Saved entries
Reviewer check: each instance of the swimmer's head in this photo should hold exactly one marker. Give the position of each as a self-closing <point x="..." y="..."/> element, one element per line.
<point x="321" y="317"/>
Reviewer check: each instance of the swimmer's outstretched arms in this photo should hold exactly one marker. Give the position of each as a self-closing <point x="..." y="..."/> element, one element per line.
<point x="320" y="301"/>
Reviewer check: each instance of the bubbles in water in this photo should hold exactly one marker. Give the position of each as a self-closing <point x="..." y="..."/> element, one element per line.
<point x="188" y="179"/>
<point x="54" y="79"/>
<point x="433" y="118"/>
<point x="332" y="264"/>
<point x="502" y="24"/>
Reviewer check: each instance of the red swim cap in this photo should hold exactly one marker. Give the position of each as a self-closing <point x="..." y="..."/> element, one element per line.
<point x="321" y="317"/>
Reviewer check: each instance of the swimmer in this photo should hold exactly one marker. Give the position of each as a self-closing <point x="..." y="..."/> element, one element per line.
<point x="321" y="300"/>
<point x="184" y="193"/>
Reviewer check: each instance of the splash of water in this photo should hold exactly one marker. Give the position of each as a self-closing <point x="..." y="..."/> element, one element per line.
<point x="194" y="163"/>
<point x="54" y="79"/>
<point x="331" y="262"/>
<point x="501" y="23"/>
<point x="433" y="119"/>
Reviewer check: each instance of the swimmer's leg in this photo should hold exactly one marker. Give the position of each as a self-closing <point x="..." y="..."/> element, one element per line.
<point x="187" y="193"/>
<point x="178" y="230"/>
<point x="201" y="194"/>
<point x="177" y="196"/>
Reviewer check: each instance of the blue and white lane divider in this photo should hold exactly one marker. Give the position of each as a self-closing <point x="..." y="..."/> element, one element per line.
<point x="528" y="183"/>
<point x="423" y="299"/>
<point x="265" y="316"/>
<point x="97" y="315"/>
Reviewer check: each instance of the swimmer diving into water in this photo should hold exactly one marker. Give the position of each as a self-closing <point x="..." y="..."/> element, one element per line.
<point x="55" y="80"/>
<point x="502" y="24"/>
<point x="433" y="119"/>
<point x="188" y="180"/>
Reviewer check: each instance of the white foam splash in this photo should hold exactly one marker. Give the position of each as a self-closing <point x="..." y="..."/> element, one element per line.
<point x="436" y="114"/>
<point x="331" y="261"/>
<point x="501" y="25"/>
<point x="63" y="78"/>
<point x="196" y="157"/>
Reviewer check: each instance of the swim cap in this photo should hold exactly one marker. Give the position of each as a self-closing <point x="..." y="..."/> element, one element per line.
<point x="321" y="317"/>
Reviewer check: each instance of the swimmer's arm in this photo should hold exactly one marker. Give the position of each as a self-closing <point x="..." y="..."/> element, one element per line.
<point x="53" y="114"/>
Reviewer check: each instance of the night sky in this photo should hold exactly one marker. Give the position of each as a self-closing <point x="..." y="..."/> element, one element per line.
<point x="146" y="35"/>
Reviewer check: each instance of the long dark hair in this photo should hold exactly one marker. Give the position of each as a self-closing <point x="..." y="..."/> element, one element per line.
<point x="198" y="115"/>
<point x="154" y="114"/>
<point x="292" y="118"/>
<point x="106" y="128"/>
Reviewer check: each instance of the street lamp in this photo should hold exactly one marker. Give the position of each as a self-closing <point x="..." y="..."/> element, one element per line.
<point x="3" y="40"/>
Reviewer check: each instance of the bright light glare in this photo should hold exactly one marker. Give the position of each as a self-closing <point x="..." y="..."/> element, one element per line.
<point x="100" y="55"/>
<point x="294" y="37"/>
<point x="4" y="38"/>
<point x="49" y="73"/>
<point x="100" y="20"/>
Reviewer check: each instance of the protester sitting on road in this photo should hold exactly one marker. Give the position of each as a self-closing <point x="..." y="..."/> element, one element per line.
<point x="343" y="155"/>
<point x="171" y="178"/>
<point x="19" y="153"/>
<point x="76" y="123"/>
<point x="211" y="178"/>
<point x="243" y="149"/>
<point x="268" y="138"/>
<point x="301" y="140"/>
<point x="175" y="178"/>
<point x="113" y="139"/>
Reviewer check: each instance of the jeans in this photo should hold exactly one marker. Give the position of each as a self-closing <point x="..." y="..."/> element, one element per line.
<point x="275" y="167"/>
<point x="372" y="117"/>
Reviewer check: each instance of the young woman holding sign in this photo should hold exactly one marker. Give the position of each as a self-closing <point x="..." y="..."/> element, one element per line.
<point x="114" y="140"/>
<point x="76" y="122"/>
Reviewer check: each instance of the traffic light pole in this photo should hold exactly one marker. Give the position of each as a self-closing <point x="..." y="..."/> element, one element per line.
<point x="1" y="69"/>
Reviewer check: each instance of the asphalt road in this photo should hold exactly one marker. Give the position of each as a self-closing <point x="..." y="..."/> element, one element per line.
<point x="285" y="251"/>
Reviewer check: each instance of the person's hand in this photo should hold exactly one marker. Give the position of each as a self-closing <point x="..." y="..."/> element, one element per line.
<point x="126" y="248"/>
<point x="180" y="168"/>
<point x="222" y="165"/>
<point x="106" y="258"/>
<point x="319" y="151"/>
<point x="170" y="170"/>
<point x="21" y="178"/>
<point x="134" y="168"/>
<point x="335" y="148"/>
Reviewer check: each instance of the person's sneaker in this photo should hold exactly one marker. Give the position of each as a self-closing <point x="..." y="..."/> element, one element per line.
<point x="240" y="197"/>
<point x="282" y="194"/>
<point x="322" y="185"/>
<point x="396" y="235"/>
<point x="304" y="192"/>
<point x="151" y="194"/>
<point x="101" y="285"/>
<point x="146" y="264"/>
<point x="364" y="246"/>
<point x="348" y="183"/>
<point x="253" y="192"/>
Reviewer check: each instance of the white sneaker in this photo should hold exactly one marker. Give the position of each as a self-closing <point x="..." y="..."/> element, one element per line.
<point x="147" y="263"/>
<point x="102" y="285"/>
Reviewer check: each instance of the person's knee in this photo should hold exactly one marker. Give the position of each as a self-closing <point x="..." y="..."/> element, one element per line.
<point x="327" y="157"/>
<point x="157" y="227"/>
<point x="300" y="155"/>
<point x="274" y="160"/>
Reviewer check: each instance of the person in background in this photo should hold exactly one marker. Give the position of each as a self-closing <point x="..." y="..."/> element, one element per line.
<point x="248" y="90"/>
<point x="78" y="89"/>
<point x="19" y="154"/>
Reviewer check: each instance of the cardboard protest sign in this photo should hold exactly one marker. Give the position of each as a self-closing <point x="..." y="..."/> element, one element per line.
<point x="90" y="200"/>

» Exercise
Copy all the entries verbatim.

» Answer area
Reviewer check: each instance of the swimmer's head in this photo should hold exactly one marker. Give the position of each as a self-closing <point x="..." y="..."/> element, one element per line.
<point x="321" y="317"/>
Reviewer check: each instance of the swimmer's outstretched arms in this photo should hold exactly one marker. Give the position of each as a self-closing <point x="..." y="..."/> element, one element per line.
<point x="320" y="301"/>
Reviewer check: each instance of the bubbles in water in this photo should hold exactly one marker. Give the position of each as a self-closing <point x="..." y="..."/> element, one element per line.
<point x="188" y="179"/>
<point x="54" y="79"/>
<point x="433" y="118"/>
<point x="332" y="264"/>
<point x="502" y="24"/>
Reviewer check: each instance of the red swim cap in this photo should hold exactly one marker. Give the position of each as a self-closing <point x="..." y="..."/> element, one element per line.
<point x="321" y="317"/>
Reviewer check: each instance of the swimmer in this photo should hold exactly one marker. Give the position of each as a self-closing <point x="..." y="..."/> element, one element per line.
<point x="321" y="300"/>
<point x="184" y="193"/>
Reviewer check: each instance of the splash of water in this photo should hold exactly one marker. Give the position of each as a self-closing <point x="..." y="..."/> element, one element per line.
<point x="194" y="163"/>
<point x="54" y="79"/>
<point x="331" y="262"/>
<point x="501" y="23"/>
<point x="433" y="119"/>
Reviewer check: each instance of the swimmer's leg in this photo should hold exactly one marker. Give the position of each as a self-closing <point x="..." y="..."/> element, one element per line.
<point x="187" y="193"/>
<point x="178" y="230"/>
<point x="201" y="194"/>
<point x="177" y="196"/>
Reviewer check: each instance of the blue and white lane divider in this photo should hold exactly one marker. Give the position of each as a self-closing <point x="..." y="..."/> element, one element per line.
<point x="528" y="183"/>
<point x="423" y="299"/>
<point x="265" y="316"/>
<point x="97" y="315"/>
Reviewer check: each instance of the swimmer diving into water in this photo should hold exactly one marker. Give the position of each as a self-closing <point x="..." y="..."/> element, one element per line.
<point x="55" y="80"/>
<point x="502" y="24"/>
<point x="433" y="119"/>
<point x="188" y="180"/>
Reviewer check: each instance of the white foam splash in this photo should hold exactly one marker. Give the position of each as a self-closing <point x="..." y="..."/> element, one element per line.
<point x="436" y="114"/>
<point x="331" y="261"/>
<point x="501" y="25"/>
<point x="63" y="78"/>
<point x="196" y="157"/>
Reviewer check: each instance of the swim cap in this photo should hold exactly one marker. Give the position of each as a self-closing <point x="..." y="..."/> element, one element per line.
<point x="321" y="317"/>
Reviewer check: each instance of the swimmer's arm in this photo should hold exactly one marker. Give the position of each as a self-closing <point x="..." y="..."/> element, one element per line.
<point x="53" y="114"/>
Reviewer check: each instance of the night sky in this photo should hold exactly one marker. Give the position of each as a self-closing <point x="..." y="..."/> element, one element per line.
<point x="146" y="35"/>
Reviewer check: each instance of the long dark hair in this photo should hold exactly one marker. Give the position of each as a self-closing <point x="..." y="..."/> element, one element per line.
<point x="198" y="115"/>
<point x="154" y="114"/>
<point x="292" y="118"/>
<point x="106" y="128"/>
Reviewer check: each instance of the street lamp in this photo should hold exactly one marker. Give the position of each as a self-closing <point x="..." y="..."/> element, one element per line.
<point x="3" y="40"/>
Reviewer check: each instance of the bright light glare in this photo should hold exactly one marker. Give the position of each as a self-closing <point x="..." y="..."/> element, one element per line.
<point x="100" y="55"/>
<point x="294" y="37"/>
<point x="4" y="38"/>
<point x="49" y="73"/>
<point x="100" y="20"/>
Reviewer check: each instance of the protester sitting on road in this photo should hold exactly one marker. Give the position of each as a self-closing <point x="..." y="..."/> element, one element per line.
<point x="343" y="155"/>
<point x="171" y="178"/>
<point x="19" y="153"/>
<point x="76" y="123"/>
<point x="211" y="178"/>
<point x="243" y="149"/>
<point x="268" y="138"/>
<point x="301" y="140"/>
<point x="175" y="178"/>
<point x="113" y="139"/>
Reviewer check: each instance of the jeans in this photo should hold exactly one marker. Give the position of each as a self-closing <point x="..." y="..."/> element, one element per line.
<point x="275" y="167"/>
<point x="372" y="117"/>
Reviewer check: each instance of the young woman holding sign in this photo should hold exactly one marker. Give the position of each as a self-closing <point x="..." y="..."/> element, one element per line.
<point x="114" y="140"/>
<point x="76" y="122"/>
Reviewer check: each instance of the traffic light pole in this photo should hold exactly one marker. Give the position of each as a self-closing <point x="..." y="..."/> element, one element per line.
<point x="1" y="69"/>
Reviewer check: each instance of the asphalt road in this photo should hold exactly one marker. Give the position of each as a self-closing <point x="..." y="..."/> element, one element per line.
<point x="285" y="251"/>
Reviewer check: each instance of the person's hand in this photo should hold exactly one marker. Give the position of each as a self-closing <point x="..." y="..."/> element, one element per line.
<point x="126" y="248"/>
<point x="180" y="168"/>
<point x="222" y="165"/>
<point x="106" y="258"/>
<point x="319" y="151"/>
<point x="170" y="170"/>
<point x="21" y="178"/>
<point x="134" y="168"/>
<point x="335" y="148"/>
Reviewer check: each instance of the person's sneaker in this photo should hold exactly one marker. Give the position of each as a self-closing <point x="..." y="..."/> element, one element per line.
<point x="240" y="197"/>
<point x="282" y="194"/>
<point x="322" y="185"/>
<point x="396" y="235"/>
<point x="304" y="192"/>
<point x="151" y="194"/>
<point x="101" y="285"/>
<point x="146" y="264"/>
<point x="364" y="246"/>
<point x="348" y="183"/>
<point x="253" y="192"/>
Reviewer check: each instance of the white sneaker in this photo should hold exactly one marker. Give the position of each as a self-closing <point x="..." y="..."/> element, one element per line.
<point x="147" y="263"/>
<point x="102" y="285"/>
Reviewer check: each instance of the person's knee in this photo should hold exactly one marker. Give the position of each as a self-closing <point x="..." y="..."/> element, one element per line.
<point x="327" y="157"/>
<point x="157" y="227"/>
<point x="300" y="155"/>
<point x="274" y="160"/>
Reviewer check: each instance of the person in background in this photo should hold exactly one marker. Give the position of each as a self-closing <point x="..." y="..."/> element, one element per line.
<point x="248" y="90"/>
<point x="78" y="89"/>
<point x="19" y="154"/>
Reviewer check: each instance of the cardboard protest sign in this photo should hold exactly one marker. Give the position of each as a self-closing <point x="..." y="..."/> element, one element per line.
<point x="90" y="200"/>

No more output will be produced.